◆ **Goal of the exercise**
Below is a listing. Write out exactly its lines between the one holding "Task: each instance of the two-story" and the one holding "Task: each instance of the white-framed", inclusive.

++++++++

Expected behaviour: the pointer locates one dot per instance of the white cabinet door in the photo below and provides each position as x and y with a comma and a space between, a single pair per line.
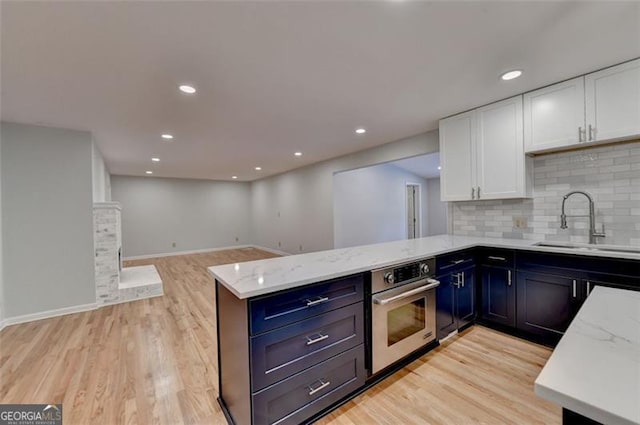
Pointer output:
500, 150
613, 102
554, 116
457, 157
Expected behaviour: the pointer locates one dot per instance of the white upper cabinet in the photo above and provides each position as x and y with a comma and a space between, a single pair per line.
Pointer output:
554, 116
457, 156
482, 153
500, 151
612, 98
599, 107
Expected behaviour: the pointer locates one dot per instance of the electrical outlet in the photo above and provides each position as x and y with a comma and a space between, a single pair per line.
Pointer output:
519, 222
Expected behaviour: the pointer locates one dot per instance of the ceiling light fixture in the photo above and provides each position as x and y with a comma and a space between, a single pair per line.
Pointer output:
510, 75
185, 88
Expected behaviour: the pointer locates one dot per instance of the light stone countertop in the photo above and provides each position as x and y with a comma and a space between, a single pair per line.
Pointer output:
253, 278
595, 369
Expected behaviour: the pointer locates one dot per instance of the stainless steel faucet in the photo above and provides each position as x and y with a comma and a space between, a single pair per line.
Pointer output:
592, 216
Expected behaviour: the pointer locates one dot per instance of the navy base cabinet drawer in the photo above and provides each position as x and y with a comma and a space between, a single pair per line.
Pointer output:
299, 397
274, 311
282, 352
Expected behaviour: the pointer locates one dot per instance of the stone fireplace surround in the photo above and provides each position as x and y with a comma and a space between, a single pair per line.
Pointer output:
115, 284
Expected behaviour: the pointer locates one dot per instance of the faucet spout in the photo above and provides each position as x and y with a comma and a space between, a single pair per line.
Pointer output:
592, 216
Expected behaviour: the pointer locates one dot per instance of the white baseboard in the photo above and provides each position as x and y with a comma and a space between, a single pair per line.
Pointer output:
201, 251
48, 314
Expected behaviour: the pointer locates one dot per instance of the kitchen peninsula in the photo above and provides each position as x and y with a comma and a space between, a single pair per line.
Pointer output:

++++++++

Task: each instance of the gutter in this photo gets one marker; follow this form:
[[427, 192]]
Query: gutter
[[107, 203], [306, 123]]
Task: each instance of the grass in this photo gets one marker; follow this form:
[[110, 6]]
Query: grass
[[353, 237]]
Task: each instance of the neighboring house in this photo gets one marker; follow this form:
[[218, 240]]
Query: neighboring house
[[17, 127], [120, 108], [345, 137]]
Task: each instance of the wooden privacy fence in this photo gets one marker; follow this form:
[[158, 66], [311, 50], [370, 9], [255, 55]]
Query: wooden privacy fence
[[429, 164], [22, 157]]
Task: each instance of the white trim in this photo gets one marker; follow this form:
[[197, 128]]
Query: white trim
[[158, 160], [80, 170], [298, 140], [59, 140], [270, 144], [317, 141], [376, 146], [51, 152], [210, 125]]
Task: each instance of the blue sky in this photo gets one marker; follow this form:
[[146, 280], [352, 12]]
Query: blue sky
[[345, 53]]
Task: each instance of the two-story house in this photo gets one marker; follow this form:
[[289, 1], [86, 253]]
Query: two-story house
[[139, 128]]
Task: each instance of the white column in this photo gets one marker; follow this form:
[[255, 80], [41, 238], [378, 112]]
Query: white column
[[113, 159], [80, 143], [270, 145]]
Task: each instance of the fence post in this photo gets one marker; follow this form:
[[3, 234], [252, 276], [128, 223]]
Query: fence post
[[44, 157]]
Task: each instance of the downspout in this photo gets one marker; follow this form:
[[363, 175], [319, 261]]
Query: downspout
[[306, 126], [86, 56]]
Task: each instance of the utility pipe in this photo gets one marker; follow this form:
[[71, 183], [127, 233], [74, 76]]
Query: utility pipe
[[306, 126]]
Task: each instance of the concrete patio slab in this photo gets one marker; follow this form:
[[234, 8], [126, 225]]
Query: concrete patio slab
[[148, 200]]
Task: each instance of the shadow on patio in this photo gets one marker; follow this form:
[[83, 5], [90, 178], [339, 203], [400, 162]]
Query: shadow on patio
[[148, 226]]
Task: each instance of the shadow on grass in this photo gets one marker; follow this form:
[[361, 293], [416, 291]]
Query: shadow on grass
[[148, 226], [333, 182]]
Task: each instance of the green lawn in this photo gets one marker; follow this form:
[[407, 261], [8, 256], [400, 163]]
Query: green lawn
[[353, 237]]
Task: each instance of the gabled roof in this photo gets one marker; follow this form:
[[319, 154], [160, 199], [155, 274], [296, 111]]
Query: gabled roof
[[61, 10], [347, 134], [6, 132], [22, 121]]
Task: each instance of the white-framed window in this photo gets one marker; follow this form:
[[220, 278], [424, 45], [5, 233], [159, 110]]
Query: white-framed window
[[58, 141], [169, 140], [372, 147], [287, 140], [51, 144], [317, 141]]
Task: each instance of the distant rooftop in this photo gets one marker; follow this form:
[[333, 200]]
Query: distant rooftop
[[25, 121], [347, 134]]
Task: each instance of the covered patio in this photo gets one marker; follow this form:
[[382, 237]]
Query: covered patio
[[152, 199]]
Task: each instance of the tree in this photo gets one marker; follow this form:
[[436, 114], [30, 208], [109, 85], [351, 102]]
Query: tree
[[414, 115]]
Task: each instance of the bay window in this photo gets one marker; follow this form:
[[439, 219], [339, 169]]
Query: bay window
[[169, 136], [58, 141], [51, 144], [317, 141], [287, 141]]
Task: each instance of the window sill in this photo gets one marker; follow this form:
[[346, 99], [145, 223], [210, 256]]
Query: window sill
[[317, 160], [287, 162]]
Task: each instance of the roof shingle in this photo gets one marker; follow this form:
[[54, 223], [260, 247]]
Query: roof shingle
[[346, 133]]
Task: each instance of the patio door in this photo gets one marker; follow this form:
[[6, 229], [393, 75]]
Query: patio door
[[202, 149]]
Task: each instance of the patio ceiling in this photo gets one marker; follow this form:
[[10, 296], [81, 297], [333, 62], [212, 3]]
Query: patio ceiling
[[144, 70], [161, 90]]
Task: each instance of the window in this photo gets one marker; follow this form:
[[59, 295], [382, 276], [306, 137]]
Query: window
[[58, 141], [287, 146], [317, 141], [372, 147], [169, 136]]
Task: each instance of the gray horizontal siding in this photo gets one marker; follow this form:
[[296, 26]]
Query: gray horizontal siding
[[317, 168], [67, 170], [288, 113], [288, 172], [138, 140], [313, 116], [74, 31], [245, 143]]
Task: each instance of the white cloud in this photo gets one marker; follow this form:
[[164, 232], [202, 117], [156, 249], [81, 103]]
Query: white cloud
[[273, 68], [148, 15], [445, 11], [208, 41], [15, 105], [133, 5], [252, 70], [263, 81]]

++++++++

◆ **Written response**
Task: each instance of the two-story house in this photo gets one marker; follow this form:
[[289, 1], [86, 253]]
Query: two-story house
[[139, 128]]
Task: each instance of the white column in this photo gets one marker; follow this form:
[[255, 80], [41, 238], [378, 112]]
Query: white column
[[113, 159], [80, 143], [270, 145]]
Task: each instance of the fence post in this photo gets one marker; follow this form:
[[3, 234], [252, 276], [128, 223]]
Query: fence post
[[44, 157]]
Task: each instance of the downspout in this photo gets one marker; follow this form:
[[363, 175], [319, 261]]
Query: downspout
[[306, 126], [86, 56]]
Task: each instance of the utility pipe in this photo gets one marker; follow this form:
[[71, 183], [127, 233], [74, 76]]
Query: utility pipe
[[306, 126]]
Task: each instance of the concrete patio slab in this photo gets one marker; follow this form:
[[234, 8], [126, 225]]
Query: concrete patio slab
[[148, 200]]
Task: each instance of the shadow on patio in this photo gets one marker; follow this form:
[[83, 5], [90, 178], [339, 203], [400, 162]]
Query: shadow on patio
[[148, 226]]
Task: each instance of the shadow on grass in this photo gets one marker; follow this form:
[[361, 293], [416, 291]]
Query: shadow on grass
[[148, 226], [333, 182]]
Task: each instance of the green lawn in this photo gets one marker; follow this form:
[[407, 261], [8, 256], [400, 163]]
Query: green lawn
[[353, 237]]
Task: each instance of the gabled roof in this photo gets one marker; follow this form:
[[319, 154], [160, 199], [155, 274], [296, 111]]
Query: gabled roof
[[61, 10], [347, 134], [6, 132], [22, 121]]
Task: each instance of the white-framed window in this photo gets one marker; follow this form:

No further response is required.